Do this> Filter the items below and copy every line that contains the word "dark".

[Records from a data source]
====

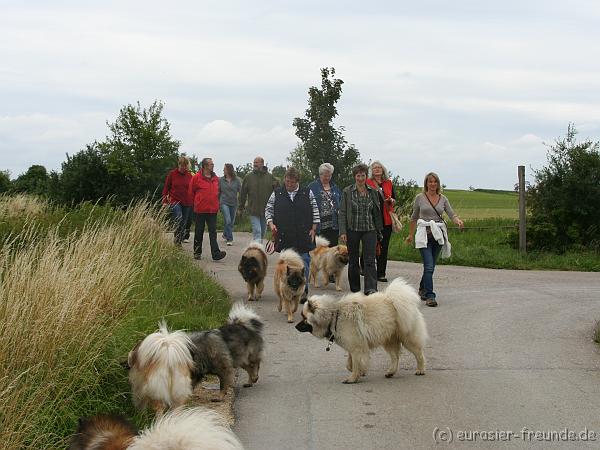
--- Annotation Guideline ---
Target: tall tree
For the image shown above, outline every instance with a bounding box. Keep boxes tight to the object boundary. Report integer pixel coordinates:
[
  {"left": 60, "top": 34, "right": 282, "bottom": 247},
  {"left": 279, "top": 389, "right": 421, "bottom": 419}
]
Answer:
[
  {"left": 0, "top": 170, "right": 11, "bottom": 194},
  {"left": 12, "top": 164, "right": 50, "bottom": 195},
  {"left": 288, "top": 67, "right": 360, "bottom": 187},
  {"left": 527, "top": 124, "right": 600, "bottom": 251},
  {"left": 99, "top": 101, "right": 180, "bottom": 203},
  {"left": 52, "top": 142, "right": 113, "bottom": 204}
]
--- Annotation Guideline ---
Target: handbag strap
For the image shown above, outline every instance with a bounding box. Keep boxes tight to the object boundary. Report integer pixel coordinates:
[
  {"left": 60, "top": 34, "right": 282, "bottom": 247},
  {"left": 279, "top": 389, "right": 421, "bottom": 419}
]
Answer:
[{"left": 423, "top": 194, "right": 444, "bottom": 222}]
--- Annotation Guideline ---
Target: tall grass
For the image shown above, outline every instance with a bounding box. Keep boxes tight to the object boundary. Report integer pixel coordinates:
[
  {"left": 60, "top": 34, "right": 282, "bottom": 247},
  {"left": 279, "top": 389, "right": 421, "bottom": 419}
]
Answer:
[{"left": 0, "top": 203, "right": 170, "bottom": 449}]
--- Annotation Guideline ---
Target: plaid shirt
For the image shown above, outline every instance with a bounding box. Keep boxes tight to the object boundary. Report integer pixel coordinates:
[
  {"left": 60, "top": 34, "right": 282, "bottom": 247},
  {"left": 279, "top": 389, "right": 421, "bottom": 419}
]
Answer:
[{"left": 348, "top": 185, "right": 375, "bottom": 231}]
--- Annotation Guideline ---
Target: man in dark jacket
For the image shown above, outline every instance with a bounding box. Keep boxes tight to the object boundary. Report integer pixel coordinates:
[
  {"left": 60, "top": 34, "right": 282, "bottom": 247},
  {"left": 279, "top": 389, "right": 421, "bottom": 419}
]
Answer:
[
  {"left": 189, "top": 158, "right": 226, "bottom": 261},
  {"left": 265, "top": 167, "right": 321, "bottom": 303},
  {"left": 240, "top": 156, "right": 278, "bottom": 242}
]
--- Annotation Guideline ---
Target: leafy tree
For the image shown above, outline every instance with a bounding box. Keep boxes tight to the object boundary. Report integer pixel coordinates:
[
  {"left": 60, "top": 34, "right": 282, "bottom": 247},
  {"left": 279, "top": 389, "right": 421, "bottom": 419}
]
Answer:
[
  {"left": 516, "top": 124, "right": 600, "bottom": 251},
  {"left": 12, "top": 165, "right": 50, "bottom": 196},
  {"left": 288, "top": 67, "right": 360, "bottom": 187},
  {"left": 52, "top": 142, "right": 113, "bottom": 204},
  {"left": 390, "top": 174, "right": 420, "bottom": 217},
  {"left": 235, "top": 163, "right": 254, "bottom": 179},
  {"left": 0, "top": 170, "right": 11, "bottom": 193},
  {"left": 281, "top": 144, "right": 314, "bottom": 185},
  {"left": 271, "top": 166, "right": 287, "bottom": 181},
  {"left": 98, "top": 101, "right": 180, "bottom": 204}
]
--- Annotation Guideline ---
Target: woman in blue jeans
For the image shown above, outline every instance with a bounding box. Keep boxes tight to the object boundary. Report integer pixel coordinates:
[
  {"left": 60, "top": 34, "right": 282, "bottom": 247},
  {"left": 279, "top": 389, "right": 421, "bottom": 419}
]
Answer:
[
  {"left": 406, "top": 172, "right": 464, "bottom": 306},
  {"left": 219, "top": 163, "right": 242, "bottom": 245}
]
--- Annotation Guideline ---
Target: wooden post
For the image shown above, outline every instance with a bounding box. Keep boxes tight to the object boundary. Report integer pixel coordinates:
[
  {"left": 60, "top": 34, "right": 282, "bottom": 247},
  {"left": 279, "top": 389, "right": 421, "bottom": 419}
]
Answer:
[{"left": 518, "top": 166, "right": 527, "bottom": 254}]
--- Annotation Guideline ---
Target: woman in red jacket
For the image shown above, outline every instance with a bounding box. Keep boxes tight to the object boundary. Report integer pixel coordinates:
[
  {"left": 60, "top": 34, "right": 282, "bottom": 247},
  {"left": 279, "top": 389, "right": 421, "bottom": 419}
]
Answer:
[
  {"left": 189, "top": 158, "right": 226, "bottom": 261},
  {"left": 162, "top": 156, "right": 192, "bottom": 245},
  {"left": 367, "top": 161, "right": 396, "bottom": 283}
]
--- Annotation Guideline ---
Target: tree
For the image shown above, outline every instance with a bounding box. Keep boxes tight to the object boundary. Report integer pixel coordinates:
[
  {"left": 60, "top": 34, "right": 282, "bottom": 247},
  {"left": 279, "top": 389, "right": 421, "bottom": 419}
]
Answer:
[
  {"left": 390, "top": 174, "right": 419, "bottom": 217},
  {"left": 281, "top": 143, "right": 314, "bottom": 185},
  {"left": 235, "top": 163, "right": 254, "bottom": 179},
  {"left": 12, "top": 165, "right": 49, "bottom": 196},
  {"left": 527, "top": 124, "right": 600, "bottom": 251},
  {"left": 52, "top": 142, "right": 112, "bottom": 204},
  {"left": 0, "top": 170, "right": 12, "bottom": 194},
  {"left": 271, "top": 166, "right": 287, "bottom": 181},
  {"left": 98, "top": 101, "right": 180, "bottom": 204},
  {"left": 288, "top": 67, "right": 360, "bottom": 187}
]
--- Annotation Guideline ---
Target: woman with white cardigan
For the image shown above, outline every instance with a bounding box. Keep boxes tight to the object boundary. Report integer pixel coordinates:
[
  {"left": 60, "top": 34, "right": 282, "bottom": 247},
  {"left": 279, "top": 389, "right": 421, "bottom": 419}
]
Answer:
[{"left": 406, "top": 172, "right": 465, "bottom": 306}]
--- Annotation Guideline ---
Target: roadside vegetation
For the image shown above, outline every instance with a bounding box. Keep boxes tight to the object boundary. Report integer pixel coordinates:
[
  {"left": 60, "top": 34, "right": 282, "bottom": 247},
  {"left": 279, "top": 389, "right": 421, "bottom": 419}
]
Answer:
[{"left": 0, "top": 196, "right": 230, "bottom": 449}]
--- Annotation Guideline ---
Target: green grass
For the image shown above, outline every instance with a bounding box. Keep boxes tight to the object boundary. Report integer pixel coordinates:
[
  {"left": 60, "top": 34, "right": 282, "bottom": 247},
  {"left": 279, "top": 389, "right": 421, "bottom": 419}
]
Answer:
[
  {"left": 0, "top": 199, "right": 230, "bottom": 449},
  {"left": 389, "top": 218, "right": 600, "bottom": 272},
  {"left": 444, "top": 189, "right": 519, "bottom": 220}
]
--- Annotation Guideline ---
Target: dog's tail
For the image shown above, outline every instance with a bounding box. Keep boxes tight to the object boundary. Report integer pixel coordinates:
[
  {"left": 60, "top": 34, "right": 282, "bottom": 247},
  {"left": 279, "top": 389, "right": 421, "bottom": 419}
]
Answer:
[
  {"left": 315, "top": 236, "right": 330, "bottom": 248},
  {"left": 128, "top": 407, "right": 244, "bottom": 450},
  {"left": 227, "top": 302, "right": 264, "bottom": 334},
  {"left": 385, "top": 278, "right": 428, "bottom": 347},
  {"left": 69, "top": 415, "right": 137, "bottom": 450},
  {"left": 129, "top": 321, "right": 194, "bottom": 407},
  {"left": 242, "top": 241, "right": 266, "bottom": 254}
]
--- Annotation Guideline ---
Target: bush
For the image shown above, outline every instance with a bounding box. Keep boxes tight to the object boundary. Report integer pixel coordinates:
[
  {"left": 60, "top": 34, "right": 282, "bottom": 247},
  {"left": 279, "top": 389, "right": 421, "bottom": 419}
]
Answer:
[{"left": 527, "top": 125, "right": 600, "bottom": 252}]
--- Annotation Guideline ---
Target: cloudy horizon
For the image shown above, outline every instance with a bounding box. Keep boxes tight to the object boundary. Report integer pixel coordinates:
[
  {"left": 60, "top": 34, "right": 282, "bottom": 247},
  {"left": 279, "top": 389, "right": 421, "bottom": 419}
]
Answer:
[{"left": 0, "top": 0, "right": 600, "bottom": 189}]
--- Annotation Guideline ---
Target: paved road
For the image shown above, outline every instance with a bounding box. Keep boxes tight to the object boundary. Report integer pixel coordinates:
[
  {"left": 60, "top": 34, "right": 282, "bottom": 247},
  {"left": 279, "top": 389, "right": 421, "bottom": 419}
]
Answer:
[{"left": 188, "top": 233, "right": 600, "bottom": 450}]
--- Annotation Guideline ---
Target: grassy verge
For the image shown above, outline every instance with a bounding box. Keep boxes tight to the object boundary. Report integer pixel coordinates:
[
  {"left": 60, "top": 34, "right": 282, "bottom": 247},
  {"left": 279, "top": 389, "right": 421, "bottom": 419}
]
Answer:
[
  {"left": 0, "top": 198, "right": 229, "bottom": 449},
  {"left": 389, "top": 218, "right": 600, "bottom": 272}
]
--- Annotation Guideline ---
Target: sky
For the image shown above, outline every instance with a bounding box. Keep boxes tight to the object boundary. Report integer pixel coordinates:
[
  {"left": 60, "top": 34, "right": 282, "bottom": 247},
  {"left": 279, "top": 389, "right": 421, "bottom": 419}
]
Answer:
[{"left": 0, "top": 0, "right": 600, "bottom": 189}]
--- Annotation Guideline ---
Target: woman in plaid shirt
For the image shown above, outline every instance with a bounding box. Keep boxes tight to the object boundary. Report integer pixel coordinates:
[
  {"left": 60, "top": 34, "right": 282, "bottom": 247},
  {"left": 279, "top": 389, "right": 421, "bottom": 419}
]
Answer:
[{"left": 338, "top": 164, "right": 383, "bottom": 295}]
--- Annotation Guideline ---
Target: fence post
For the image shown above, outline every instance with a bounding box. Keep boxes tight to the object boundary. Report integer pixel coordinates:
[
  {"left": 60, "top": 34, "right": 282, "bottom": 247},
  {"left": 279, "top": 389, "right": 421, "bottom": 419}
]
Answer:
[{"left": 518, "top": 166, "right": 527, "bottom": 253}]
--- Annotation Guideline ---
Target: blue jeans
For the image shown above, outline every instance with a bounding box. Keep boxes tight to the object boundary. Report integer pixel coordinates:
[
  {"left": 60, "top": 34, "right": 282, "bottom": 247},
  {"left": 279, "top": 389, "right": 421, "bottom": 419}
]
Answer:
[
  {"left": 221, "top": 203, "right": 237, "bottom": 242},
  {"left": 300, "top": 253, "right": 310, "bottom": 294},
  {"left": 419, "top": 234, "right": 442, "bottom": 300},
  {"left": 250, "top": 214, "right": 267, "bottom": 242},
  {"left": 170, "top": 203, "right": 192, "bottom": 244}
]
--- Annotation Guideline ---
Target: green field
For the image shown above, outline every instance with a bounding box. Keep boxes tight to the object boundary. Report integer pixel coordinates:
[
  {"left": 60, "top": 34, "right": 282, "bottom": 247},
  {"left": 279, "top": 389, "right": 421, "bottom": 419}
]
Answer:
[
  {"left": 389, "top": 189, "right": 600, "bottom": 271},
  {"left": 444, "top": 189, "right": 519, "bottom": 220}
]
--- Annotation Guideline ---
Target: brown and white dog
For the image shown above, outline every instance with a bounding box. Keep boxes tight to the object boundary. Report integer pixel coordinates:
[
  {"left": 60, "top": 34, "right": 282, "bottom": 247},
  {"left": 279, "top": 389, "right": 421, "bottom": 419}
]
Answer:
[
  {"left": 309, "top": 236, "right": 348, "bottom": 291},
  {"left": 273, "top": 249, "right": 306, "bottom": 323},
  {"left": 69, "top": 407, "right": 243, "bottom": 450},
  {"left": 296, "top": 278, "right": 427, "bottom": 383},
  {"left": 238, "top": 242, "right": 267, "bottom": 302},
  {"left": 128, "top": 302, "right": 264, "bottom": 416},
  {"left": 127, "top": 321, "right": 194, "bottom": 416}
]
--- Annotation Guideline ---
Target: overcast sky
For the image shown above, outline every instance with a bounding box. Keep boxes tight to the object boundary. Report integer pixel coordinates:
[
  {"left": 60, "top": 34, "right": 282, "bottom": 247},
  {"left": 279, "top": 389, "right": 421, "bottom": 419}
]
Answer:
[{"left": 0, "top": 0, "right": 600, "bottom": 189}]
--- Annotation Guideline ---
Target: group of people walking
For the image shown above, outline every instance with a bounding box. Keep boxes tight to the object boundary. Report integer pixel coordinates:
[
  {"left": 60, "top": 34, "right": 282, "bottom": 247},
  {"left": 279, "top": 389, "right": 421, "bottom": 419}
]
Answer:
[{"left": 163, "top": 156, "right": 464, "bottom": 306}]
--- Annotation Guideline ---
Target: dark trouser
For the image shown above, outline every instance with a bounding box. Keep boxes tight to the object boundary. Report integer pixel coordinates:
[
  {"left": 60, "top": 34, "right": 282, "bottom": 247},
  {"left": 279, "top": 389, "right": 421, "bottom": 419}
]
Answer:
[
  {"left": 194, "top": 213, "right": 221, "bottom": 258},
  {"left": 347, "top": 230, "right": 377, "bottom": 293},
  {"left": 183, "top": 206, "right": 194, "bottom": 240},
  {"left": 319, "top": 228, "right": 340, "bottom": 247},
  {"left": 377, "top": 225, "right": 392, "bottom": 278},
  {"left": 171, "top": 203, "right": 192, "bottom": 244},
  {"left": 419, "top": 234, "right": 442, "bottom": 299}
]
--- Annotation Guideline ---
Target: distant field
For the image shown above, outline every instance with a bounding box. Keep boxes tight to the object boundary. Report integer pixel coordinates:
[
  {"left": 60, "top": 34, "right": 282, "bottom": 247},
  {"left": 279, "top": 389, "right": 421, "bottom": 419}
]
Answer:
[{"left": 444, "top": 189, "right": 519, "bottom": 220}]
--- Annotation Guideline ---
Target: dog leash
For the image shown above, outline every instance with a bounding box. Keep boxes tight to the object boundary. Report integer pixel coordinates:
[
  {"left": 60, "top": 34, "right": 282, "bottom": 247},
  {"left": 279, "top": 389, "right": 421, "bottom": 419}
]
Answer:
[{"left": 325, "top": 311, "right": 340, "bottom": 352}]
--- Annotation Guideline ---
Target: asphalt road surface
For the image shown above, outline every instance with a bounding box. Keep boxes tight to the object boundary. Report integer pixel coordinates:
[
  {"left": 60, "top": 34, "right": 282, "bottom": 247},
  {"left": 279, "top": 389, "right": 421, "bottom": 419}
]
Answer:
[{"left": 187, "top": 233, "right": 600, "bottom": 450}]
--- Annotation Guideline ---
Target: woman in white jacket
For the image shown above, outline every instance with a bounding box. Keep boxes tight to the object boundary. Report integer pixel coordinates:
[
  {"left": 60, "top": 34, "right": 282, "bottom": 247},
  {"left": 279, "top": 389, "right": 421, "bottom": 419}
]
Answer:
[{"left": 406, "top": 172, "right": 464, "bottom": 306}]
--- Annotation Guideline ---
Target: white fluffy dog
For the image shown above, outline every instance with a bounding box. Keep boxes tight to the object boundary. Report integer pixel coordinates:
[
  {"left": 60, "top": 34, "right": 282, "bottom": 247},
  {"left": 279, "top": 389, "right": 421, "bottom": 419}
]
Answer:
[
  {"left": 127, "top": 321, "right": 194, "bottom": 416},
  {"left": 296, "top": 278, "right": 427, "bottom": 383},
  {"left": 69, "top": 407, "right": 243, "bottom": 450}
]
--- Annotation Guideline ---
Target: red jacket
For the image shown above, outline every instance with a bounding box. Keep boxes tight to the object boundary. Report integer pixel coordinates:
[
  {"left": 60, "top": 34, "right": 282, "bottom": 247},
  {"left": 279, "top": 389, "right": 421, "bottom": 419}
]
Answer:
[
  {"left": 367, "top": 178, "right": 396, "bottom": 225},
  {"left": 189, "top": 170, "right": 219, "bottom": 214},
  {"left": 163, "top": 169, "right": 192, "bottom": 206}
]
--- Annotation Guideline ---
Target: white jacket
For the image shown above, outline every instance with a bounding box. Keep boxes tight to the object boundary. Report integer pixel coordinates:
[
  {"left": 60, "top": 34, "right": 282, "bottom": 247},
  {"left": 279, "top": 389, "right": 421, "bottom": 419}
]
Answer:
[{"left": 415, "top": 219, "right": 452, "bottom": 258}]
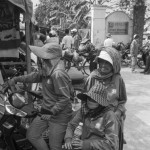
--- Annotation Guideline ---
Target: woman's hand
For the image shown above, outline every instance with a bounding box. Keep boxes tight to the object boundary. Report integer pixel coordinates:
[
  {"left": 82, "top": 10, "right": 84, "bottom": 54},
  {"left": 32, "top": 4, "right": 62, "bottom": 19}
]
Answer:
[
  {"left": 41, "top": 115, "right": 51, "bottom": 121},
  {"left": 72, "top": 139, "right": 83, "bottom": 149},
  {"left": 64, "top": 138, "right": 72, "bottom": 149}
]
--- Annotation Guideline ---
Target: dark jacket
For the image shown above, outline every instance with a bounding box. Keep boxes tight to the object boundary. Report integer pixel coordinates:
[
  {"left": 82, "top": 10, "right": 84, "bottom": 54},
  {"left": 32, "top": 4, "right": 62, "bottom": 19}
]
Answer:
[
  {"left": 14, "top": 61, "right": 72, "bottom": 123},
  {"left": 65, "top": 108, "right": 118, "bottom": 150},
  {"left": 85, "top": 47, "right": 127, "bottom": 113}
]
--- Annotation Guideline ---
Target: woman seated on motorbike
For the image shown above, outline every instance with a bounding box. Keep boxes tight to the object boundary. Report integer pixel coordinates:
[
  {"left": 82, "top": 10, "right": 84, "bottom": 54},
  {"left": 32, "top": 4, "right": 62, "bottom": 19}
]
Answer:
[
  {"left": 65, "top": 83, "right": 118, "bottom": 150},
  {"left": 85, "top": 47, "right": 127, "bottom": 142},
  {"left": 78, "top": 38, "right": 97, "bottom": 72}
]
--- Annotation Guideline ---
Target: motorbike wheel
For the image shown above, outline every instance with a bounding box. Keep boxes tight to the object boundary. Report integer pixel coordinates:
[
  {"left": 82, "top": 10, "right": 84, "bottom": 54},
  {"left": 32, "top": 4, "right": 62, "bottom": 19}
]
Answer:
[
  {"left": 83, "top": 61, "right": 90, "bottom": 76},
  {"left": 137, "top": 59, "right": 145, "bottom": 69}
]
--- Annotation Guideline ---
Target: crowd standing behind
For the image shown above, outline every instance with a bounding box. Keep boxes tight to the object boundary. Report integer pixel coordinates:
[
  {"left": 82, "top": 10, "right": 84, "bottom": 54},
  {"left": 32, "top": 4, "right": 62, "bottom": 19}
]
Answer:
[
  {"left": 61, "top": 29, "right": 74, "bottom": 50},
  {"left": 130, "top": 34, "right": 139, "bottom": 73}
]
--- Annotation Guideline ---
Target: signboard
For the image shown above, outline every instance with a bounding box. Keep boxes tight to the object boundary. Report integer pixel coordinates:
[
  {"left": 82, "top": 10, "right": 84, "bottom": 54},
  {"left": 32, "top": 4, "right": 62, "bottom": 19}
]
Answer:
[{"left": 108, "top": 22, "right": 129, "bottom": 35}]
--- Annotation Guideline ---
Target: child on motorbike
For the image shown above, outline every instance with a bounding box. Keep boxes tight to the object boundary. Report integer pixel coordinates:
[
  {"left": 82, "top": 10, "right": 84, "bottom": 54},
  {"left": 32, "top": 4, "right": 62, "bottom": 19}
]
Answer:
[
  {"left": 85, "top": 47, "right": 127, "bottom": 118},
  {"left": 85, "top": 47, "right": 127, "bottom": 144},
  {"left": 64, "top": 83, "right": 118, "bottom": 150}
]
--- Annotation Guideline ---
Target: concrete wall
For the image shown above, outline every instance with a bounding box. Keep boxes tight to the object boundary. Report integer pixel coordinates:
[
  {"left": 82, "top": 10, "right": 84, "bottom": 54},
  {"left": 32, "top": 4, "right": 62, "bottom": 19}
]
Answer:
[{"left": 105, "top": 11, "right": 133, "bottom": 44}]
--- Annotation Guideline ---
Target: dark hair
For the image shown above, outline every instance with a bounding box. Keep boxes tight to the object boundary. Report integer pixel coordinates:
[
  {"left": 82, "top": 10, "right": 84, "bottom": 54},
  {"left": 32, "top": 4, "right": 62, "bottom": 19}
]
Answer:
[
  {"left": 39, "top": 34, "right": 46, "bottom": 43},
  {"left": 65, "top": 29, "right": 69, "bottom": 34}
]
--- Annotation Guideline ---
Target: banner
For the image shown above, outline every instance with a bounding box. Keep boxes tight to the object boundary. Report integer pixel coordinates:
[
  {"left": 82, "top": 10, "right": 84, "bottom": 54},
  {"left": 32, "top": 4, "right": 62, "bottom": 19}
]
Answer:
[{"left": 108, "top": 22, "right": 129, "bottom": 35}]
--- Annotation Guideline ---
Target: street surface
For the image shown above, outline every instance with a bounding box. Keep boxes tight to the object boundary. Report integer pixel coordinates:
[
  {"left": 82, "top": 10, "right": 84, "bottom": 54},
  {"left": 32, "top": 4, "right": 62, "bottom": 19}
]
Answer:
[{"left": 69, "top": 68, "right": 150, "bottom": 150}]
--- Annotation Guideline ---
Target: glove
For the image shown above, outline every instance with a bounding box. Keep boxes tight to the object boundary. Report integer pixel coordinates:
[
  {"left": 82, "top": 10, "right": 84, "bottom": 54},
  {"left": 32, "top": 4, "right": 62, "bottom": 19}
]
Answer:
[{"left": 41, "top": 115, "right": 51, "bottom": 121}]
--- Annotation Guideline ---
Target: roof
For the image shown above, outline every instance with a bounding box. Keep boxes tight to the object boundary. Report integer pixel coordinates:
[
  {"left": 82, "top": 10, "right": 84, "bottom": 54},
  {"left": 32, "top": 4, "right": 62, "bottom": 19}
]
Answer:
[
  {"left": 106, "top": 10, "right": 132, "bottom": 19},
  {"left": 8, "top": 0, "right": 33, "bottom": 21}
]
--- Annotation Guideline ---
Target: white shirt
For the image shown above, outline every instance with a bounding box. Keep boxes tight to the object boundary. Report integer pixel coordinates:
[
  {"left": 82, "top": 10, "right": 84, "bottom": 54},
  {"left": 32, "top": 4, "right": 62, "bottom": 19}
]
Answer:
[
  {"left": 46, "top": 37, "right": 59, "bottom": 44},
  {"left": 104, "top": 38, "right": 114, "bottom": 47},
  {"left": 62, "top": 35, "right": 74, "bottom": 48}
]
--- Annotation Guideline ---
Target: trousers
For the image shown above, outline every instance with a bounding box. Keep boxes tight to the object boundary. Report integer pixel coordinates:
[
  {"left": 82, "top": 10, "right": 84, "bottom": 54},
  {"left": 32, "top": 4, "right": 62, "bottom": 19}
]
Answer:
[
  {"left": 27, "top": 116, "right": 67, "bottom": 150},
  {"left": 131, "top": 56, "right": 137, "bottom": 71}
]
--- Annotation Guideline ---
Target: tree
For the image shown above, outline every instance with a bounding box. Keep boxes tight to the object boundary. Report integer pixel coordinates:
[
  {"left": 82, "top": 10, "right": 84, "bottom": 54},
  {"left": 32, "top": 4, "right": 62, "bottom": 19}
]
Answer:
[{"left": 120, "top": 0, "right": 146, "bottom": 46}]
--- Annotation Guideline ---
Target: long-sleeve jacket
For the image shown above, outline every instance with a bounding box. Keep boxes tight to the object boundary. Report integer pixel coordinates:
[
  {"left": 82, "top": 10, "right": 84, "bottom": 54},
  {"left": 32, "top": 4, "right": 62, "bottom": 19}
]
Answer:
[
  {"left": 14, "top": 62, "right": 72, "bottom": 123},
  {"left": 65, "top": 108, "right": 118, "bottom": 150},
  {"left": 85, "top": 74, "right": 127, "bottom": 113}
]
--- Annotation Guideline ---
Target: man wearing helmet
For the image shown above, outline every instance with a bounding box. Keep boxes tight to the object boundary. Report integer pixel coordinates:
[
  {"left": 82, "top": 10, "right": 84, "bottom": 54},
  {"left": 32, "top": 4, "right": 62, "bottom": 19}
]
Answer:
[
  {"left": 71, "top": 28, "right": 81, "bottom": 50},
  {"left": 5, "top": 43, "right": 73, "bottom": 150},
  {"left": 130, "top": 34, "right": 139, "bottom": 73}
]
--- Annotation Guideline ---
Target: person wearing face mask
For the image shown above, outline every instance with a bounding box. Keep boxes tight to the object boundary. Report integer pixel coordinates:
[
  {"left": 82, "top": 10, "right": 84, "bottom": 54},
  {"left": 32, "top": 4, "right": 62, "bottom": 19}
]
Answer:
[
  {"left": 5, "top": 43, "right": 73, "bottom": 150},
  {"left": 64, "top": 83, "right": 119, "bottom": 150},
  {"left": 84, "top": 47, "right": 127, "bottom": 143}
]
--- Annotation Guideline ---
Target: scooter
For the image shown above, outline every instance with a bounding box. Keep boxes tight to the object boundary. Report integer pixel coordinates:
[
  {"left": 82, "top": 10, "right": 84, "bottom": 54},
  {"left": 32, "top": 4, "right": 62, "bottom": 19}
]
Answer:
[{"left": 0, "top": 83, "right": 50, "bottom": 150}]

====

Correct answer>
Target: man in dark jacket
Target: dark trouser
Target: dark jacket
Target: dark hair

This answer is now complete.